Aim:
Beginning with the line containing "of the wooden" and ending with the last line, repeat the records exactly.

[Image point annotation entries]

----------

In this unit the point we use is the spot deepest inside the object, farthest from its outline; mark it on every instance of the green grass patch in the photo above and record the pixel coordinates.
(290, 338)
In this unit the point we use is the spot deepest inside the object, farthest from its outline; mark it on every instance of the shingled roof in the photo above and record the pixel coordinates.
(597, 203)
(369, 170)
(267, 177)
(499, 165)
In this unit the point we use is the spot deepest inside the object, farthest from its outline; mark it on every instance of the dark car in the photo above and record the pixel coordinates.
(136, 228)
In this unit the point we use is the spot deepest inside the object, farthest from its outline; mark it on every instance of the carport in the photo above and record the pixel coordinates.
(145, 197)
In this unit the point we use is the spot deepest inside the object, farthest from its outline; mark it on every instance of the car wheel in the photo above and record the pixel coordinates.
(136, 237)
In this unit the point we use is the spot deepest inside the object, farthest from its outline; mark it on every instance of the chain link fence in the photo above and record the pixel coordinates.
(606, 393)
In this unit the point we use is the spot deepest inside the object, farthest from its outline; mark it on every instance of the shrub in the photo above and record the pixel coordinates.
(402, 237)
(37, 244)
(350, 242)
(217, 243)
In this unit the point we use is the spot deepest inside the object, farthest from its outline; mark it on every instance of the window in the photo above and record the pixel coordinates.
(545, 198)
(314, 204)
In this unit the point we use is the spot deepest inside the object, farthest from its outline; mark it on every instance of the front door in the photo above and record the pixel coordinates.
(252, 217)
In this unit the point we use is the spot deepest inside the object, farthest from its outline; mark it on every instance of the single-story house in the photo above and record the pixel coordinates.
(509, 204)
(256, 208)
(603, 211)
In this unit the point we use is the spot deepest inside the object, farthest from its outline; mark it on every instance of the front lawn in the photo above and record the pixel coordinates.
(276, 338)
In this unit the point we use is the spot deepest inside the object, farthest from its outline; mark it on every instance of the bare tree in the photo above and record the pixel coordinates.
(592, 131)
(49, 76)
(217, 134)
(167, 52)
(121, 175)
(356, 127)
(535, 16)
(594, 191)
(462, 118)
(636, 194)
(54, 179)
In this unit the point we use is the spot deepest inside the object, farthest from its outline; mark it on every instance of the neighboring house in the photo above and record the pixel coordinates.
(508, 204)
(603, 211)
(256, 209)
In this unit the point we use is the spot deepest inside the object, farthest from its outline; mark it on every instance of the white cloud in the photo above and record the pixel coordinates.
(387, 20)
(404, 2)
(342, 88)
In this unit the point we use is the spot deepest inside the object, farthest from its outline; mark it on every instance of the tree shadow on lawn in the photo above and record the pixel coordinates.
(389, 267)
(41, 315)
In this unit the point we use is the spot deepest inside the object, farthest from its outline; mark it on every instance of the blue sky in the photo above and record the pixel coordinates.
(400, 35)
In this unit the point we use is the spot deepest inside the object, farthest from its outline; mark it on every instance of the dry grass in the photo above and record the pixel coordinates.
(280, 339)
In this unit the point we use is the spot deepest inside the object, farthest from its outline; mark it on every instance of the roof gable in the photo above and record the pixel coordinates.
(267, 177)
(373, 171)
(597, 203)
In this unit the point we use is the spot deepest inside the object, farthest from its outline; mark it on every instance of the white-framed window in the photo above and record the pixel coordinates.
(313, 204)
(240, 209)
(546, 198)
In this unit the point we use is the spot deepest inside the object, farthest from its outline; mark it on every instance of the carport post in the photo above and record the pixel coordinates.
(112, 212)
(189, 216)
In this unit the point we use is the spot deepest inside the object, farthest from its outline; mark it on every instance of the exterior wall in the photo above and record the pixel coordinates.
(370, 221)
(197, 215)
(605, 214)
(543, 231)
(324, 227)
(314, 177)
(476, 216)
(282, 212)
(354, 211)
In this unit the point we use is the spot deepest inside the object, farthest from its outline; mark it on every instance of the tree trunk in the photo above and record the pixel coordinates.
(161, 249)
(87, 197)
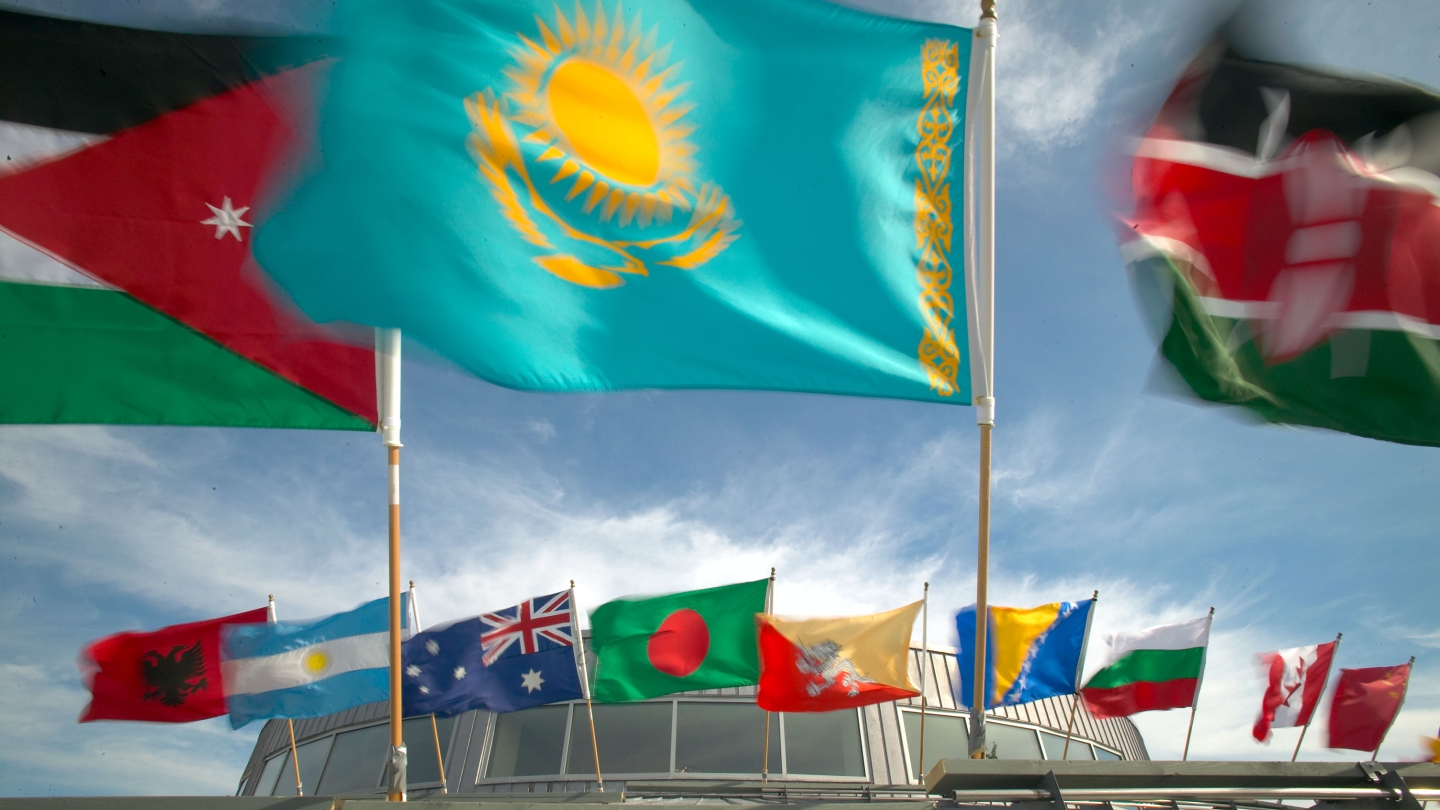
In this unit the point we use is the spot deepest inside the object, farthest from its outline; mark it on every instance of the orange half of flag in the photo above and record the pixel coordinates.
(821, 665)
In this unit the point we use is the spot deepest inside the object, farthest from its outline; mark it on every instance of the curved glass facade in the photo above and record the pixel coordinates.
(713, 735)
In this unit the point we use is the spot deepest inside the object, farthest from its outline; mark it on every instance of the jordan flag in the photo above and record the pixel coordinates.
(1285, 235)
(131, 169)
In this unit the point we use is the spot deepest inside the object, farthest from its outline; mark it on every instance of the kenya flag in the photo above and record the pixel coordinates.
(1286, 235)
(131, 169)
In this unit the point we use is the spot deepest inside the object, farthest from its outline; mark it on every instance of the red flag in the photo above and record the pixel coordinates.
(1365, 704)
(172, 675)
(1296, 681)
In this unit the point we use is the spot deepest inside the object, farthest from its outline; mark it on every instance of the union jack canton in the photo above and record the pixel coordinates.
(543, 623)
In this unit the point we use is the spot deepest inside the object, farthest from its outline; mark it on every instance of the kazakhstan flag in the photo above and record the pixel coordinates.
(660, 193)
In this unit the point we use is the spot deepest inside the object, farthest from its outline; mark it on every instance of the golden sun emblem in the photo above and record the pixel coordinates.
(601, 121)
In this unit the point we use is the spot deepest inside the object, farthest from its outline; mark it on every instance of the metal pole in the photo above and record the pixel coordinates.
(925, 669)
(585, 683)
(1195, 702)
(439, 755)
(294, 757)
(1306, 727)
(769, 606)
(987, 32)
(389, 358)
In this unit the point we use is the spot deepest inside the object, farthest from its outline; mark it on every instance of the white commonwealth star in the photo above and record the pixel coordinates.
(226, 219)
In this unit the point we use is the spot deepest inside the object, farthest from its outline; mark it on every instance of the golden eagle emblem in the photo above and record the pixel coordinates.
(588, 157)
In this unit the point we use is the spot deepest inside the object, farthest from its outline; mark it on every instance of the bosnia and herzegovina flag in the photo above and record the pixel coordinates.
(1285, 234)
(654, 193)
(1031, 653)
(131, 165)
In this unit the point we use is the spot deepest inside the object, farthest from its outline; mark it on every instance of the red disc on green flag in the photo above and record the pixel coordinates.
(680, 646)
(654, 646)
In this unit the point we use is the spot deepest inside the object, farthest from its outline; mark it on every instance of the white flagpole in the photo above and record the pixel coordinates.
(979, 257)
(1085, 647)
(388, 355)
(1198, 682)
(585, 683)
(925, 670)
(1306, 727)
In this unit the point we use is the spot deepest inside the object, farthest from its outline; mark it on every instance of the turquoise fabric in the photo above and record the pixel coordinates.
(814, 189)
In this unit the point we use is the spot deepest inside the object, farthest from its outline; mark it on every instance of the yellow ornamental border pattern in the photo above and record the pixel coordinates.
(933, 227)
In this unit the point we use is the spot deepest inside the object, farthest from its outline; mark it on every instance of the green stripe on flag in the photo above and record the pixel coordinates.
(77, 355)
(1152, 666)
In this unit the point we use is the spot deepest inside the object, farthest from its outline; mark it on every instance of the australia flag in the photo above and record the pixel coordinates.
(504, 660)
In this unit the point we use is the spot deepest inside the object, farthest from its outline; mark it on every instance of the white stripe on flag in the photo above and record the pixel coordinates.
(1184, 636)
(306, 665)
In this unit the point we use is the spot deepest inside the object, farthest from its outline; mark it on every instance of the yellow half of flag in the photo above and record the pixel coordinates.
(874, 644)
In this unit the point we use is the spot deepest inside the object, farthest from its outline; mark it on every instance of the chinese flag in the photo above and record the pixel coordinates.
(172, 675)
(1365, 704)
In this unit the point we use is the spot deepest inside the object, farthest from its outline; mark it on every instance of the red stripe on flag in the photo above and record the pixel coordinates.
(1141, 696)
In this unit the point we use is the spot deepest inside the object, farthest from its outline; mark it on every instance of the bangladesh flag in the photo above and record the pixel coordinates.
(131, 172)
(1286, 237)
(654, 646)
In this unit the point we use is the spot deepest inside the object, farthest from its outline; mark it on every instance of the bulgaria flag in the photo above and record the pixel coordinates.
(133, 165)
(821, 665)
(1296, 681)
(653, 646)
(1149, 670)
(1285, 237)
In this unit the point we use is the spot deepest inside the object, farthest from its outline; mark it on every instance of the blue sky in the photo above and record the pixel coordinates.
(1100, 480)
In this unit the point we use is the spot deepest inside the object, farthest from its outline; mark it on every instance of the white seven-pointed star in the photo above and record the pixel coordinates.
(226, 219)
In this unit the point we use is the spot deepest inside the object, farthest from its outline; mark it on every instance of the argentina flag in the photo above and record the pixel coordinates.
(504, 660)
(308, 669)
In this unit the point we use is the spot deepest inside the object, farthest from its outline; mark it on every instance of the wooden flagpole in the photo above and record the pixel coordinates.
(1074, 698)
(388, 358)
(1306, 727)
(925, 669)
(1198, 682)
(294, 757)
(585, 683)
(984, 325)
(769, 606)
(1410, 668)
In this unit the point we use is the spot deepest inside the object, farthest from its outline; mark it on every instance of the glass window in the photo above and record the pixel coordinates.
(356, 761)
(311, 763)
(1056, 745)
(529, 742)
(824, 744)
(945, 738)
(1011, 742)
(634, 738)
(422, 766)
(725, 738)
(267, 783)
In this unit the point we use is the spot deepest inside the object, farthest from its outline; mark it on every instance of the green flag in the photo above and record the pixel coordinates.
(654, 646)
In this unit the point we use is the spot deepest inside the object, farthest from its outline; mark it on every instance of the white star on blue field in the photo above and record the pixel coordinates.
(1103, 479)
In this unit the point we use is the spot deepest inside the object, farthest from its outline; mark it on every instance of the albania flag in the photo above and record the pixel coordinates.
(172, 675)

----------

Solution:
In this unit the point we use is the spot deepest inside the object, farthest from its outline; mark it on every instance of the wooden flagpole in the photo above and record the pixel coordinates.
(1074, 698)
(388, 358)
(1306, 727)
(925, 669)
(1198, 682)
(294, 757)
(585, 683)
(984, 325)
(769, 606)
(1410, 668)
In this unit the point we use is the spot deepest inside the object, farthest from its outline; mark it on every instance of the glass window in the photo above and record the pixel coordinates.
(356, 761)
(311, 763)
(1056, 745)
(529, 742)
(824, 744)
(945, 738)
(1011, 742)
(634, 738)
(422, 766)
(725, 738)
(267, 783)
In this unit the point we use is the spot deepest inside the object, farthest from its outline; mark it on every instance of the green flag in the photo above and record the pixel coordinates.
(654, 646)
In this unit the point we use is the spot deepest inside the object, farthest from its outline; mark it on every instance of the white star on blue field in the photo above and record the pixel coordinates.
(1103, 479)
In this unit the point we use is the spot deepest inside the object, farthest from its outline; mark it on every instance of the albania flag in the photo above and record the pixel coordinates.
(172, 675)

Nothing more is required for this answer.